What you will do:
1) According to the excerpt about SearXNG and AI agents, how many distinct SearXNG MCP servers are there now?
2) Return the passage from the SearXNG excerpt that runs from "The ecosystem is" up to and including "minimalist approach wins.", copied word for word.

Or you might want to deprioritize results that are clearly designed for human click-through — the ones with emotional headlines, the ones that bury the actual information behind narrative framing. An AI agent doesn't need to be seduced into clicking.

And this connects to something I've been tracking in the Model Context Protocol ecosystem. SearXNG is increasingly being used as a backend for AI agents through MCP servers. There are now at least four distinct SearXNG MCP servers out there, ranging from the minimalist reuteras implementation — which is pure search, no caching, very auditable — to the crawl four AI RAG MCP server, which is a full pipeline with crawling, vectorization, and retrieval-augmented generation built in.

The ecosystem is already fragmenting around the question of how much processing should happen between the search API and the AI model. Do you want a simple, transparent building block, or do you want a powerful but opaque all-in-one solution?

This mirrors a broader tension in AI tooling right now. The minimalist approach gives you auditability and control — you can inspect exactly what queries were sent, what results came back, and why the model made the decision it did. The all-in-one approach gives you better results faster, but you're trusting a black box. For production use cases where liability matters, I suspect the minimalist approach wins.

I think you're right, but I also think most people will default to the all-in-one because it's easier. The privacy angle here is worth unpacking too, because it's subtly different when an AI agent is involved.

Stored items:

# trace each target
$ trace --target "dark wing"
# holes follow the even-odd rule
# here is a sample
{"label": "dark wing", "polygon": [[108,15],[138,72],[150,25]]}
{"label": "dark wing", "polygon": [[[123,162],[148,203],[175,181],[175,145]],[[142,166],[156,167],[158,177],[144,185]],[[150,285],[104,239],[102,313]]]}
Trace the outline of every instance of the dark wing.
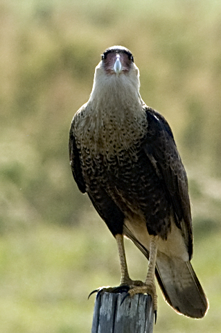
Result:
{"label": "dark wing", "polygon": [[82,173],[81,164],[79,155],[79,151],[77,148],[76,138],[73,133],[72,126],[69,135],[69,158],[72,173],[80,191],[86,192],[85,182]]}
{"label": "dark wing", "polygon": [[162,180],[181,229],[189,257],[193,253],[193,233],[188,181],[172,130],[166,119],[151,108],[146,109],[148,134],[143,149]]}

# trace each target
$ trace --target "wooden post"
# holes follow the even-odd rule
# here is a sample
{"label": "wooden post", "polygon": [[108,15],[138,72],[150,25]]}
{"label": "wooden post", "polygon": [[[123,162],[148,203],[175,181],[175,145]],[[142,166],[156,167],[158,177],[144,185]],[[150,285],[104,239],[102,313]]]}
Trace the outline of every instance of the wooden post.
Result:
{"label": "wooden post", "polygon": [[100,293],[95,300],[91,333],[152,333],[154,311],[150,295]]}

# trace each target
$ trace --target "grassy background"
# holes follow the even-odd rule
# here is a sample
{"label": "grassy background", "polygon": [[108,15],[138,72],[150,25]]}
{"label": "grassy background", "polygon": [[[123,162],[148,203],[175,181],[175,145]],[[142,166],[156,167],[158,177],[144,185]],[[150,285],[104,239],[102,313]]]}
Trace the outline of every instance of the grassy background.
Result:
{"label": "grassy background", "polygon": [[[133,52],[143,99],[175,134],[210,301],[194,321],[158,291],[154,332],[220,332],[220,14],[215,0],[0,1],[0,332],[89,332],[88,294],[119,283],[115,241],[74,184],[67,145],[114,44]],[[126,243],[132,278],[144,279],[147,263]]]}

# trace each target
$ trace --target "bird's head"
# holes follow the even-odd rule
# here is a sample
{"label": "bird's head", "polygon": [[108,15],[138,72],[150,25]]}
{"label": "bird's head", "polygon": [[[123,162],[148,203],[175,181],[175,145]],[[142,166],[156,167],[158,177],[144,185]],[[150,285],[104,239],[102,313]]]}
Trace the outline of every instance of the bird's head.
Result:
{"label": "bird's head", "polygon": [[96,67],[92,96],[98,92],[100,95],[102,91],[114,94],[114,88],[115,93],[126,90],[128,94],[137,95],[139,87],[139,71],[130,51],[121,46],[107,49]]}
{"label": "bird's head", "polygon": [[107,74],[118,76],[128,73],[133,67],[134,57],[127,49],[112,46],[101,55],[102,67]]}

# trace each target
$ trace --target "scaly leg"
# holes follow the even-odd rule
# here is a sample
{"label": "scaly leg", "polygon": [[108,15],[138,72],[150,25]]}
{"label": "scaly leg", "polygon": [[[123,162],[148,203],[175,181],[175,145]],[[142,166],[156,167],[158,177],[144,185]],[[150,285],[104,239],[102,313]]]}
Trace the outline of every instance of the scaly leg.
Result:
{"label": "scaly leg", "polygon": [[155,285],[155,266],[157,254],[157,236],[150,236],[149,264],[146,279],[142,286],[134,287],[128,291],[130,296],[136,293],[148,293],[151,296],[155,316],[157,311],[157,295]]}
{"label": "scaly leg", "polygon": [[127,296],[133,296],[134,295],[136,295],[136,293],[148,293],[152,297],[152,300],[153,302],[153,308],[156,318],[157,311],[157,296],[156,291],[154,274],[157,253],[157,236],[150,236],[149,265],[147,277],[144,283],[139,280],[134,281],[130,278],[124,248],[123,236],[122,234],[118,234],[115,236],[115,238],[118,248],[121,262],[121,284],[119,287],[100,287],[98,289],[92,291],[90,295],[96,291],[98,291],[98,293],[117,293],[125,291],[127,291]]}

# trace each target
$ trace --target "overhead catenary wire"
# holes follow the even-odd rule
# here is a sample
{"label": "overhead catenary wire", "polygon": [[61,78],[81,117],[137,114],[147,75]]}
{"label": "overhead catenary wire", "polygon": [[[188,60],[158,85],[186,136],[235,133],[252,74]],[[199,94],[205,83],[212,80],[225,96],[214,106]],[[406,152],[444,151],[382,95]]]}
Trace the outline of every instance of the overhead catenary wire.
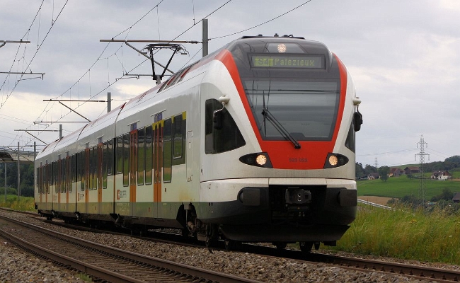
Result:
{"label": "overhead catenary wire", "polygon": [[212,38],[209,38],[209,40],[215,40],[215,39],[218,39],[218,38],[226,37],[231,36],[231,35],[237,35],[237,34],[238,34],[238,33],[244,33],[245,31],[251,30],[252,30],[252,29],[253,29],[253,28],[255,28],[260,27],[260,25],[265,25],[265,23],[270,23],[270,22],[271,22],[271,21],[273,21],[276,20],[276,19],[278,18],[281,18],[281,17],[282,17],[283,16],[287,15],[287,14],[291,13],[292,11],[294,11],[294,10],[297,10],[297,8],[299,8],[301,7],[302,6],[304,6],[304,5],[305,5],[305,4],[306,4],[309,3],[309,2],[311,2],[311,1],[312,1],[312,0],[309,0],[309,1],[306,1],[306,2],[304,2],[304,3],[303,3],[303,4],[301,4],[299,5],[299,6],[297,6],[297,7],[295,7],[295,8],[292,8],[292,9],[288,11],[287,12],[283,13],[282,13],[281,15],[280,15],[280,16],[277,16],[277,17],[275,17],[275,18],[272,18],[272,19],[270,19],[270,20],[268,20],[268,21],[265,21],[265,22],[263,22],[263,23],[259,23],[258,25],[254,25],[254,26],[253,26],[253,27],[251,27],[251,28],[246,28],[246,29],[245,29],[245,30],[240,30],[240,31],[236,32],[236,33],[230,33],[230,34],[228,34],[228,35],[221,35],[221,36],[217,36],[217,37],[212,37]]}
{"label": "overhead catenary wire", "polygon": [[[64,8],[65,8],[65,6],[67,6],[67,4],[68,2],[69,2],[69,0],[66,1],[66,2],[64,4],[64,6],[62,6],[62,8],[61,8],[61,11],[59,11],[59,14],[56,16],[56,20],[54,21],[54,23],[55,23],[55,22],[57,21],[57,19],[59,18],[59,16],[60,16],[61,13],[62,13],[62,11],[64,11]],[[41,6],[40,6],[40,9],[41,9]],[[39,9],[39,11],[40,11],[40,9]],[[43,42],[45,42],[45,40],[46,40],[47,37],[48,37],[48,35],[50,35],[50,33],[51,32],[51,30],[52,29],[53,26],[54,26],[54,25],[52,25],[52,26],[50,28],[50,29],[48,30],[48,31],[47,31],[46,35],[45,35],[45,37],[43,38],[43,40],[42,40],[42,42],[41,42],[41,43],[40,44],[40,45],[37,47],[37,51],[36,51],[35,53],[34,54],[33,57],[32,57],[32,59],[30,59],[30,62],[29,64],[27,65],[27,67],[25,67],[25,69],[27,70],[28,69],[29,69],[30,64],[32,64],[32,62],[34,60],[34,59],[35,59],[35,57],[37,56],[37,54],[38,53],[38,51],[40,50],[40,47],[41,47],[42,45],[43,45]],[[20,79],[22,79],[23,76],[23,74],[21,76]],[[9,98],[9,97],[11,96],[11,94],[13,93],[13,92],[14,92],[14,90],[16,88],[16,86],[18,86],[18,83],[15,83],[14,87],[13,88],[13,89],[11,90],[11,91],[10,92],[10,93],[8,94],[8,95],[6,96],[6,98],[5,98],[5,100],[1,103],[1,105],[0,105],[0,110],[1,110],[1,109],[3,108],[3,106],[5,105],[5,103],[6,103],[6,100],[8,100],[8,98]]]}
{"label": "overhead catenary wire", "polygon": [[[277,17],[275,17],[275,18],[272,18],[272,19],[271,19],[271,20],[270,20],[270,21],[265,21],[265,22],[264,22],[264,23],[262,23],[261,24],[257,25],[255,26],[255,27],[251,28],[249,28],[249,29],[246,29],[246,30],[243,30],[243,31],[241,31],[241,32],[238,32],[238,33],[241,33],[241,32],[243,32],[243,31],[245,31],[245,30],[250,30],[250,29],[251,29],[251,28],[255,28],[255,27],[257,27],[257,26],[260,26],[260,25],[263,25],[263,24],[265,24],[265,23],[269,23],[269,22],[270,22],[270,21],[274,21],[274,20],[275,20],[276,18],[280,18],[280,17],[281,17],[281,16],[285,15],[286,13],[289,13],[289,12],[291,12],[291,11],[292,11],[297,9],[297,8],[299,8],[300,6],[303,6],[303,5],[304,5],[304,4],[307,4],[307,3],[309,3],[309,2],[310,2],[311,1],[311,0],[309,0],[309,1],[306,1],[306,2],[305,2],[305,3],[304,3],[303,4],[299,5],[299,6],[298,6],[295,7],[294,8],[291,9],[291,10],[289,10],[289,11],[287,11],[287,12],[286,12],[286,13],[283,13],[283,14],[282,14],[282,15],[280,15],[280,16],[277,16]],[[220,6],[219,6],[218,8],[217,8],[216,9],[214,9],[214,10],[213,11],[212,11],[211,13],[209,13],[208,15],[207,15],[206,16],[203,17],[203,19],[204,19],[204,18],[206,18],[210,16],[211,15],[212,15],[213,13],[216,13],[217,11],[219,11],[219,9],[221,9],[222,8],[223,8],[224,6],[225,6],[226,4],[228,4],[230,3],[231,1],[231,0],[229,0],[229,1],[226,1],[224,4],[223,4],[222,5],[221,5]],[[130,31],[131,29],[132,29],[133,27],[134,27],[134,25],[136,25],[137,23],[139,23],[139,22],[140,22],[143,18],[145,18],[145,17],[146,17],[149,13],[150,13],[151,11],[154,11],[155,8],[157,9],[157,11],[156,11],[156,12],[157,12],[157,18],[159,18],[159,17],[158,16],[159,16],[159,7],[160,4],[161,4],[162,2],[163,2],[163,0],[160,1],[156,4],[156,5],[155,5],[155,6],[154,6],[154,7],[153,7],[152,8],[151,8],[149,11],[147,11],[145,14],[144,14],[144,15],[143,15],[140,18],[139,18],[139,19],[138,19],[136,22],[134,22],[132,25],[130,25],[130,27],[128,27],[127,28],[125,29],[125,30],[124,30],[123,31],[122,31],[121,33],[118,33],[117,35],[116,35],[114,37],[117,37],[117,36],[120,36],[120,35],[122,35],[122,34],[123,34],[124,33],[126,33],[126,32],[128,32],[127,33],[129,34],[129,31]],[[193,5],[194,5],[194,3],[193,3]],[[194,8],[194,7],[193,7],[193,8]],[[194,14],[194,17],[193,17],[193,18],[194,18],[194,19],[195,19],[195,14]],[[177,39],[178,37],[179,37],[180,36],[183,35],[185,34],[186,32],[188,32],[188,31],[190,30],[191,28],[192,28],[194,26],[195,26],[197,24],[198,24],[198,23],[200,23],[200,22],[202,22],[202,21],[203,21],[202,19],[200,20],[200,21],[198,21],[198,22],[197,22],[196,21],[194,21],[194,24],[193,24],[192,25],[191,25],[191,26],[189,27],[188,28],[185,29],[183,33],[180,33],[178,35],[177,35],[176,37],[174,37],[174,38],[173,39],[173,40],[176,40],[176,39]],[[160,27],[159,27],[159,36],[160,36],[160,30],[159,30],[159,28],[160,28]],[[236,34],[236,33],[233,33],[233,34]],[[229,35],[226,35],[226,36],[229,36]],[[214,38],[218,38],[218,37],[214,37]],[[110,44],[110,42],[108,43],[108,45],[107,45],[105,47],[105,48],[103,49],[103,52],[100,53],[100,55],[99,55],[99,57],[98,57],[98,59],[97,59],[93,62],[93,64],[91,65],[91,67],[90,68],[88,68],[88,70],[87,70],[87,71],[86,71],[86,72],[85,72],[85,73],[84,73],[84,74],[80,77],[80,79],[79,79],[76,83],[74,83],[74,84],[72,84],[70,88],[69,88],[66,91],[64,91],[64,92],[62,93],[60,96],[58,96],[57,97],[59,97],[59,96],[62,97],[62,96],[64,96],[66,93],[67,93],[67,92],[69,92],[69,91],[71,91],[71,88],[72,88],[73,87],[76,86],[76,85],[77,87],[78,87],[78,86],[79,85],[79,82],[81,81],[81,79],[82,79],[85,76],[86,76],[86,75],[88,75],[88,76],[90,76],[89,74],[91,74],[90,71],[91,71],[91,69],[93,69],[93,67],[94,67],[94,66],[96,65],[96,64],[97,64],[97,62],[98,62],[100,59],[101,59],[101,57],[102,57],[102,55],[103,55],[103,54],[105,54],[105,51],[106,51],[106,50],[107,50],[107,48],[108,48],[108,45],[109,45],[109,44]],[[115,55],[115,57],[117,58],[117,59],[119,62],[121,62],[121,66],[122,66],[122,69],[123,69],[124,71],[125,71],[126,69],[125,69],[125,66],[124,66],[123,64],[122,64],[122,61],[120,59],[120,57],[119,57],[119,56],[118,56],[118,54],[117,54],[117,52],[119,50],[122,50],[122,48],[121,46],[122,46],[122,45],[120,45],[120,48],[119,48],[119,49],[118,49],[118,50],[117,50],[114,54],[113,54],[110,55],[110,56],[113,56],[113,55]],[[197,52],[197,54],[198,52]],[[194,55],[194,56],[192,57],[192,59],[193,57],[195,57],[195,56],[196,56],[196,54],[195,54],[195,55]],[[108,58],[108,57],[107,58]],[[190,60],[189,60],[188,62],[190,62],[190,61],[191,61],[192,59],[190,59]],[[146,61],[147,61],[147,60],[144,60],[144,61],[143,61],[142,62],[141,62],[140,64],[139,64],[137,66],[136,66],[134,68],[132,69],[130,71],[126,71],[126,73],[128,73],[128,72],[131,72],[131,71],[132,71],[133,70],[134,70],[136,68],[137,68],[138,67],[139,67],[140,65],[142,65],[142,64],[144,64],[144,63],[145,62],[146,62]],[[108,62],[107,62],[107,64],[108,64]],[[109,68],[108,68],[108,69],[109,69]],[[110,74],[108,74],[108,85],[107,85],[107,86],[105,87],[105,88],[103,88],[103,89],[100,90],[100,91],[98,91],[97,93],[93,93],[92,90],[90,91],[90,97],[89,97],[88,100],[92,99],[92,98],[93,98],[94,97],[96,97],[96,96],[98,96],[99,94],[102,93],[104,92],[107,88],[108,88],[109,87],[110,87],[111,86],[113,86],[114,83],[115,83],[117,82],[117,80],[115,80],[115,81],[113,81],[113,82],[112,82],[112,83],[110,82]],[[91,83],[90,83],[90,88],[91,88]],[[80,97],[79,90],[78,91],[78,93],[79,93],[79,97]],[[85,104],[85,102],[83,102],[82,103],[79,103],[79,107],[83,105],[84,104]],[[44,113],[47,112],[47,108],[48,107],[50,107],[50,103],[47,103],[47,105],[45,106],[45,108],[44,110],[42,112],[42,114],[40,114],[40,115],[39,116],[39,119],[40,119],[40,117],[41,117]],[[77,107],[77,108],[78,108],[79,107]],[[68,112],[67,114],[62,115],[62,118],[65,117],[68,114],[70,114],[70,112]],[[59,118],[59,120],[61,120],[62,118]],[[38,120],[39,119],[38,119]]]}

Answers provided:
1) There are at least four.

2)
The ecosystem is already fragmenting around the question of how much processing should happen between the search API and the AI model. Do you want a simple, transparent building block, or do you want a powerful but opaque all-in-one solution?

This mirrors a broader tension in AI tooling right now. The minimalist approach gives you auditability and control — you can inspect exactly what queries were sent, what results came back, and why the model made the decision it did. The all-in-one approach gives you better results faster, but you're trusting a black box. For production use cases where liability matters, I suspect the minimalist approach wins.